ACTIVITIES:
a. In the passage on child maltreatment reporting, which office runs the website that explains the reporting rules?
b. Summarize the passage on child maltreatment reporting in two sentences.
c. Write out the part of the passage on child maltreatment reporting starting with "In fact, all" and going on through "must they report?".

TEXT UNDER STUDY:
##########
The Children’s Bureau, an office of the Administration for Children and Families within the Department of Health and Human Services, has a handy website to explain the rules regarding the reporting of suspected mistreatment or abuse of children:
All States, the District of Columbia, American Samoa, Guam, the Northern Mariana Islands, Puerto Rico, and the U.S. Virgin Islands have statutes identifying persons who are required to report suspected child maltreatment to an appropriate agency, such as child protective services, a law enforcement agency, or a State’s toll-free child abuse reporting hotline.
In fact, all the doctors and other professionals inside these facilities have a legal obligation to report abuse and mistreatment. (“Approximately 48 States, the District of Columbia, American Samoa, Guam, the Northern Mariana Islands, Puerto Rico, and the Virgin Islands designate professions whose members are mandated by law to report child maltreatment.”) The people who must report abuse or mistreatment include teachers, counselors, law enforcement and child-care providers. When must they report?
The circumstances under which a mandatory reporter must make a report vary from State to State. Typically, a report must be made when the reporter, in his or her official capacity, suspects or has reason to believe that a child has been abused or neglected. Another standard frequently used is in situations in which the reporter has knowledge of, or observes a child being subjected to, conditions that would reasonably result in harm to the child.
##########
DATASET CONTENT:
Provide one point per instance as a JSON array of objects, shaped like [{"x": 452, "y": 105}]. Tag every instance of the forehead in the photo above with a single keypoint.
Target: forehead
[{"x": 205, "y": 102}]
##########
RESPONSE LIST:
a. The Children’s Bureau, an office of the Administration for Children and Families within the Department of Health and Human Services.

b. All States, the District of Columbia, and several U.S. territories have laws that require certain persons, such as teachers, counselors, law enforcement, and child-care providers, to report suspected child maltreatment to an appropriate agency. The circumstances that trigger a report vary by State, but typically a report is required when the reporter, in an official capacity, suspects or has reason to believe a child has been abused or neglected, or sees a child subjected to conditions that would reasonably result in harm.

c.
In fact, all the doctors and other professionals inside these facilities have a legal obligation to report abuse and mistreatment. (“Approximately 48 States, the District of Columbia, American Samoa, Guam, the Northern Mariana Islands, Puerto Rico, and the Virgin Islands designate professions whose members are mandated by law to report child maltreatment.”) The people who must report abuse or mistreatment include teachers, counselors, law enforcement and child-care providers. When must they report?